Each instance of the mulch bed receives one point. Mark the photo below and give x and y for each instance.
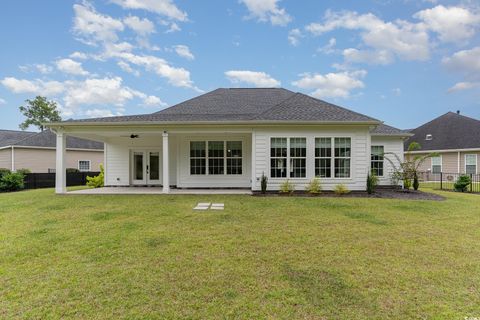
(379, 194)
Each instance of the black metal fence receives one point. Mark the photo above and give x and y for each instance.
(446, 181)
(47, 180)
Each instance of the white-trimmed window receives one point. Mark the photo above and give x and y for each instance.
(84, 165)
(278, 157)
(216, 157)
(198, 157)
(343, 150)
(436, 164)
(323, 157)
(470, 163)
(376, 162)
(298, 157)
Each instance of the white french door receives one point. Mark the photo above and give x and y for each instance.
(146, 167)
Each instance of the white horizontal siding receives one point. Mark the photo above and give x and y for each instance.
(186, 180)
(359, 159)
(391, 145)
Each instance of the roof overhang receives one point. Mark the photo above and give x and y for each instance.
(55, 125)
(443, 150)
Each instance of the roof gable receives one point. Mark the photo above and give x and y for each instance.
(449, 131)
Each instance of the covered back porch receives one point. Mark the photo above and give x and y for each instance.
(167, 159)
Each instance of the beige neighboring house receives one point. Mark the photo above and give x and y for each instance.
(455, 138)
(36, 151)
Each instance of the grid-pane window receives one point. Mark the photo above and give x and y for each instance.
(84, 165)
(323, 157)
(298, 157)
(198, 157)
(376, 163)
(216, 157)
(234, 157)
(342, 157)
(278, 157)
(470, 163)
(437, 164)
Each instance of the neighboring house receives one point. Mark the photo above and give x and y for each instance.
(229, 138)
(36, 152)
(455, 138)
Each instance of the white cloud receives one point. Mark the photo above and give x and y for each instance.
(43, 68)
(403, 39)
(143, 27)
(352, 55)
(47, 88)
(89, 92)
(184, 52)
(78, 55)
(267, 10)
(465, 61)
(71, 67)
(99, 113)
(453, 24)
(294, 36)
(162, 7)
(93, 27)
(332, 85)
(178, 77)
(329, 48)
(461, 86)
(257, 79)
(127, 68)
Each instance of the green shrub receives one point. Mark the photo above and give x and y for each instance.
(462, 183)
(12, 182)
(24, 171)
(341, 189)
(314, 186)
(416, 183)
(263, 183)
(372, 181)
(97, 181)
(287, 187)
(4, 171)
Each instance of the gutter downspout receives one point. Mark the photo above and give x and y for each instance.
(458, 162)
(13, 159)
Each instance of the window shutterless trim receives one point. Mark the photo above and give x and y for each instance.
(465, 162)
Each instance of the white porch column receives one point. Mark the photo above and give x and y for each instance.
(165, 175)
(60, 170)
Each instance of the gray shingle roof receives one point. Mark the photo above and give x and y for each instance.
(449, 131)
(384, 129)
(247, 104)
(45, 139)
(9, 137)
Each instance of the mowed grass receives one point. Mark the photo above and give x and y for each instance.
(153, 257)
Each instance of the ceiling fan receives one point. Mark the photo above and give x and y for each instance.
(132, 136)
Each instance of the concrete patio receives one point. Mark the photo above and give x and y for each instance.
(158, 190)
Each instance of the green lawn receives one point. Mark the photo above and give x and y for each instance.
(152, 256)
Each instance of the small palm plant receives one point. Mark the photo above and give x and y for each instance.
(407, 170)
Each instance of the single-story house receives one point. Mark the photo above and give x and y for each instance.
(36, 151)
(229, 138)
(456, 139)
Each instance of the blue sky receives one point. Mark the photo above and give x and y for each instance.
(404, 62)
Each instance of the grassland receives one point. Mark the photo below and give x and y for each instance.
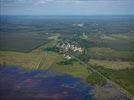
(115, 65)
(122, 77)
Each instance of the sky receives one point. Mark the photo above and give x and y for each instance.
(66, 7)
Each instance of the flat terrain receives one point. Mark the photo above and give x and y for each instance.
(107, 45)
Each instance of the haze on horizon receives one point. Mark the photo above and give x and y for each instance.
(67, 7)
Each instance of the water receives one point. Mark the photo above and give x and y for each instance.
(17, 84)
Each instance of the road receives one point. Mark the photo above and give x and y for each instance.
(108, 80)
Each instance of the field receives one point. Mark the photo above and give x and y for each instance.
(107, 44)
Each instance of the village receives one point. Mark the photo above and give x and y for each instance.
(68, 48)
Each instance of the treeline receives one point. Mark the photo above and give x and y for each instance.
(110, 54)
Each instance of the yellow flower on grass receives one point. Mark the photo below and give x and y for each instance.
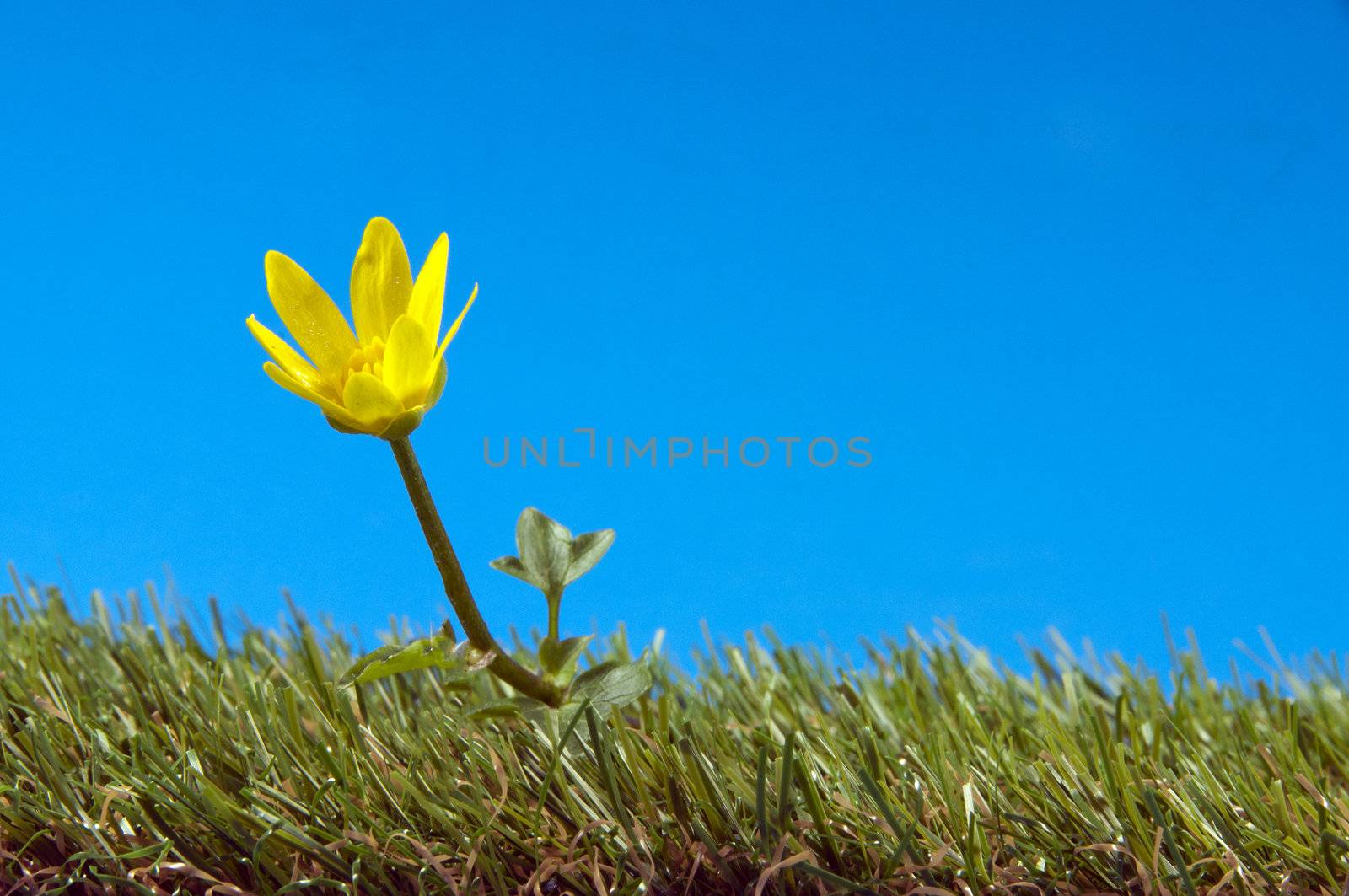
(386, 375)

---

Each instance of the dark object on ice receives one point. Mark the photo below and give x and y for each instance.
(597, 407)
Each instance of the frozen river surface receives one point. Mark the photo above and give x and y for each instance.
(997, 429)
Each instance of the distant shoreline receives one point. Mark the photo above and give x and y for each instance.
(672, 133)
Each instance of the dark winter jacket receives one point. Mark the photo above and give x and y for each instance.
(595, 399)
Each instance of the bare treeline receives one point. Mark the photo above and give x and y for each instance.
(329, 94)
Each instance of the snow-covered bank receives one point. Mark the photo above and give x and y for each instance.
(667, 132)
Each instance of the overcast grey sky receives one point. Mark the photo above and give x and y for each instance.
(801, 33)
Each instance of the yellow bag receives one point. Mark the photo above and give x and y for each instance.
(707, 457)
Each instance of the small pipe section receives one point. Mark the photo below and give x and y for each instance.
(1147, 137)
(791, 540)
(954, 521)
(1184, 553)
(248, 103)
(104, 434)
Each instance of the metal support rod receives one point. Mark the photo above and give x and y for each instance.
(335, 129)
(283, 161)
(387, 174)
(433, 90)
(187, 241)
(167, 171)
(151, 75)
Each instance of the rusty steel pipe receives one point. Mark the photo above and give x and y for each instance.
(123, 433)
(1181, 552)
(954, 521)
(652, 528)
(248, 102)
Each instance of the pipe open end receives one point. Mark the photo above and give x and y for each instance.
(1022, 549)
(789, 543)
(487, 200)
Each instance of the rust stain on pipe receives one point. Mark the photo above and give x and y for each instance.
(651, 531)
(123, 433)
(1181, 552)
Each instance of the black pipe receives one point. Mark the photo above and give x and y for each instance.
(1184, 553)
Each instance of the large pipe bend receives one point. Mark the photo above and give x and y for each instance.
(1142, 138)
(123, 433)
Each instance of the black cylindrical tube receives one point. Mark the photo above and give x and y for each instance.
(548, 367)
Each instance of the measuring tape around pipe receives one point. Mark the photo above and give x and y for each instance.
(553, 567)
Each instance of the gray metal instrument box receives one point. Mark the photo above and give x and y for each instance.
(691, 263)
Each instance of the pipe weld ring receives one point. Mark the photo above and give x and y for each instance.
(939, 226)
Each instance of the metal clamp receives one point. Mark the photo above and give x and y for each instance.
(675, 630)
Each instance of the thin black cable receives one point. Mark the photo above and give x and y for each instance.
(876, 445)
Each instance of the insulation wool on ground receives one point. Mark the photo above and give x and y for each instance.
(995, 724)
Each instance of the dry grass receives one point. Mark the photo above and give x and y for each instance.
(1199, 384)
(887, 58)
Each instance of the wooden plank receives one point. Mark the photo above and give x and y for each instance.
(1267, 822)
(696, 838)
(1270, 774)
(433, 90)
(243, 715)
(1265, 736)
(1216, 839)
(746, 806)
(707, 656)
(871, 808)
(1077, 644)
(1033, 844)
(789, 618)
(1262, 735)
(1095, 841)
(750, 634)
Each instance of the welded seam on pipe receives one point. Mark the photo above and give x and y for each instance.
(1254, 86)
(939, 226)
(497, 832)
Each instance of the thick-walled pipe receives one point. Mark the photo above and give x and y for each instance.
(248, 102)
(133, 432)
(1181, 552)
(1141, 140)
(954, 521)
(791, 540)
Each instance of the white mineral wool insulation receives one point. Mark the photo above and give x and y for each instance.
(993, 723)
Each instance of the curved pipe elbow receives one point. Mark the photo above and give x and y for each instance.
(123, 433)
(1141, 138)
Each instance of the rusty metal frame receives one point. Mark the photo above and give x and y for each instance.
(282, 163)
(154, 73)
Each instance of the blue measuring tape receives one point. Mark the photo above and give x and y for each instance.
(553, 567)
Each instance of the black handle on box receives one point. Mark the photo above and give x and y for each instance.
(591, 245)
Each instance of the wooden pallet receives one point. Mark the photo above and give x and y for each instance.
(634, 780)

Work required
Count the lines in both blocks above that contain the word "insulation", and give only that number.

Full output
2